EXCERPT ▸
..........

During these lean times for tourism, travel companies are appealing to residents with special rates. But locals ask: Why didn’t you reach out before?
By Tariro Mzezewa
When the Giraffe Manor, a popular hotel in Nairobi known for its roaming giraffes, posted a photo on its Instagram account in June with a caption saying that it would be “opening for Kenyans” and Kenyans could pay a special reduced rate to stay at the hotel, it received backlash from the very people it hoped to entice.
For many Kenyans, the offer was seen as insulting and only extended because foreign visitors, the lifeblood of the safari industry, were largely absent because of restrictions on international travel. Offering local rates seemed like a desperate ploy from a hotel where locals say they previously never felt welcome.
“My eyes just rolled when I saw that,” Harriet Akinyi, a Nairobi-based travel writer, said in a phone interview. “It’s hypocritical that it took a pandemic for them to realize that they have to cater to the Kenyan market as well, not just the international market.”
The Safari Collection, which owns the Giraffe Manor, said that the post was published by an independent agent and the wording was misconstrued. The hotel, the company said, has always been open to all guests, but this was the first time it ran a special, because it was the first time it had the empty rooms to do so.
“The situation with Covid-19 has resulted in an opportunity to welcome local guests who wouldn’t normally book in advance — we are usually booked up months in advance,” said Jessica Pattison, head of sales and marketing for the Safari Collection, in an email, adding that the company employs more than 240 people and 95 percent of them are Black. The company would not reveal its local rates, but for international visitors, rooms range from $875 per night per person to $3,000 for a suite sleeping up to four per night, depending on the season and type of room.
Still, the incident renewed conversations among Kenyans and other Africans who live in countries that are home to safari companies, tour operators and luxury lodgings that focus on attracting American and European visitors. Who, they ask, is really welcome to take part in these offerings? People in South Africa, Kenya, Tanzania and Botswana said that the local rates have allowed them to enjoy their own countries in recent months, but as borders start to reopen, they remain skeptical about whether they’ll still be invited. Ms. Akinyi shared an email from Arijiju, a private-home retreat in Laikipia, where she was told that the residence had ‘a strict target list of top-tier international media,’ so she could not visit.

..........

TO DO ▸
#1 In the article on local safari rates, how many people does the Safari Collection employ?
#2 Reproduce the passage of the article on local safari rates that starts at the words "For many Kenyans, the" and ends after "never felt welcome.".
#3 Summarize the article on local safari rates in two sentences.

..........

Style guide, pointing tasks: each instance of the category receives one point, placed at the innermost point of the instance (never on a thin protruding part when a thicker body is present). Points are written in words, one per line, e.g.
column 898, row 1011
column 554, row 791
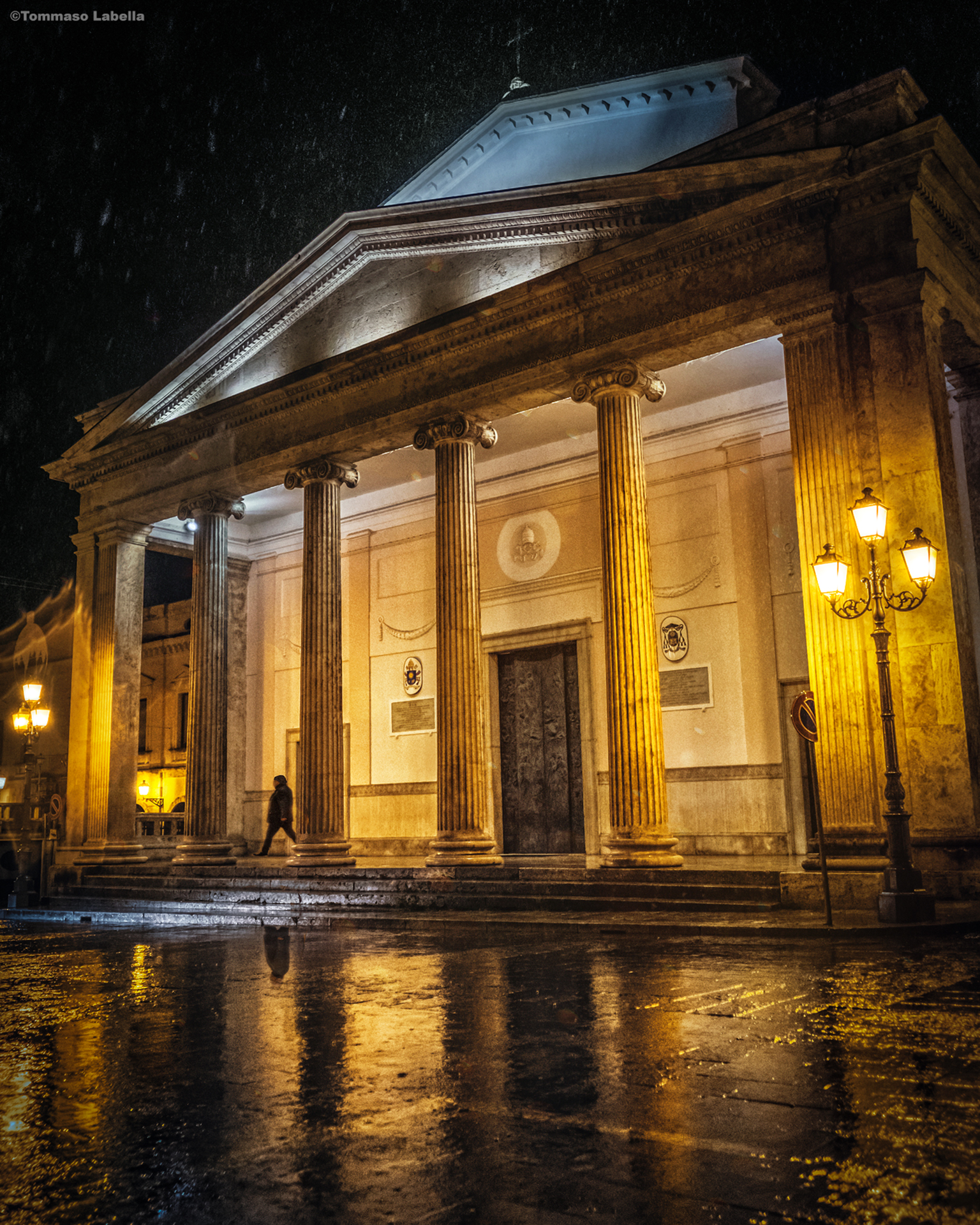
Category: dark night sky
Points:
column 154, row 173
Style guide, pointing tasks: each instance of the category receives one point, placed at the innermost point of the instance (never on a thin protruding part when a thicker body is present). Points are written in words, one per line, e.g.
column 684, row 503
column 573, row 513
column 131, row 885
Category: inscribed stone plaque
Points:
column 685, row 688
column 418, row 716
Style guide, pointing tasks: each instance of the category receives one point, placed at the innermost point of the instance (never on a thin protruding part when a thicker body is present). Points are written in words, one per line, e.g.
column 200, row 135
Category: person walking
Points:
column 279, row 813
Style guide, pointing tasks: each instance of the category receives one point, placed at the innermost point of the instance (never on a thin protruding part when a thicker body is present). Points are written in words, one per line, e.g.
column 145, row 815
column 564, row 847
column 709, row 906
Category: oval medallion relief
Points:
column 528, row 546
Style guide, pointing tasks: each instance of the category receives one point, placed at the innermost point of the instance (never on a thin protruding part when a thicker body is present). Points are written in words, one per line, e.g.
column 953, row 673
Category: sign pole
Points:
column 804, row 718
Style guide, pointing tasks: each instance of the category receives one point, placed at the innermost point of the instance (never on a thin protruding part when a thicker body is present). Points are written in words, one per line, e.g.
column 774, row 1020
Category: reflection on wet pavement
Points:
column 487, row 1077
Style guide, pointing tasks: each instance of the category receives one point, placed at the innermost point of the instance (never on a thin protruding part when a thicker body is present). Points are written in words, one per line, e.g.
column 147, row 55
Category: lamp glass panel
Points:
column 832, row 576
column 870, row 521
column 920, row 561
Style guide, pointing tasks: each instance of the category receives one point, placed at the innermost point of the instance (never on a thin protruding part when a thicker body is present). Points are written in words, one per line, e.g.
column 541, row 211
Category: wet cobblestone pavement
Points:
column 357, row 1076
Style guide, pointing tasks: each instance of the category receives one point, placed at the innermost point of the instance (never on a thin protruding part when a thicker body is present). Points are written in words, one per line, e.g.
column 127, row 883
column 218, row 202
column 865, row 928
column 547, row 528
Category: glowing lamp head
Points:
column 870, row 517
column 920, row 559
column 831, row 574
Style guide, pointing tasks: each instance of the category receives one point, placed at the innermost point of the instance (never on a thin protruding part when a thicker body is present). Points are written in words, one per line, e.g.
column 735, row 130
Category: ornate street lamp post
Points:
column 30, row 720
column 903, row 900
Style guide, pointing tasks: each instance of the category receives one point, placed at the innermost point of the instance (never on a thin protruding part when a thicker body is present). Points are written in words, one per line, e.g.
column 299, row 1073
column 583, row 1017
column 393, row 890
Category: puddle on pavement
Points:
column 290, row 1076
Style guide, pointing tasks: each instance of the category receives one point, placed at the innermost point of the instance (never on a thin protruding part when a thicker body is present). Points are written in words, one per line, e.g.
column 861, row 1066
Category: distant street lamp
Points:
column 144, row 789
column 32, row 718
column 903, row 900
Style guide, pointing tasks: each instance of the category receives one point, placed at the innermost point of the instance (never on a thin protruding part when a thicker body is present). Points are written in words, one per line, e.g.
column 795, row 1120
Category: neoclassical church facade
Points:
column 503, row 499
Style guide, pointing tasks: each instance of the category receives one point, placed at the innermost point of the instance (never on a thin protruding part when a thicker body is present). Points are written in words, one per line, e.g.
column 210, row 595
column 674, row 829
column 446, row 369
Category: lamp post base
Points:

..........

ANSWERS FOR THIS EXERCISE ▸
#1 More than 240 people.

#2
For many Kenyans, the offer was seen as insulting and only extended because foreign visitors, the lifeblood of the safari industry, were largely absent because of restrictions on international travel. Offering local rates seemed like a desperate ploy from a hotel where locals say they previously never felt welcome.

#3 When the Giraffe Manor in Nairobi offered Kenyans a special reduced rate in June, many locals found it insulting because it appeared only after restrictions on international travel kept foreign visitors away, though its owner, the Safari Collection, said the post's wording was misconstrued and the hotel had always been open to all guests. The incident renewed questions among Africans in safari countries about who is really welcome at lodgings aimed at American and European visitors, and many doubt they will still be invited once borders reopen.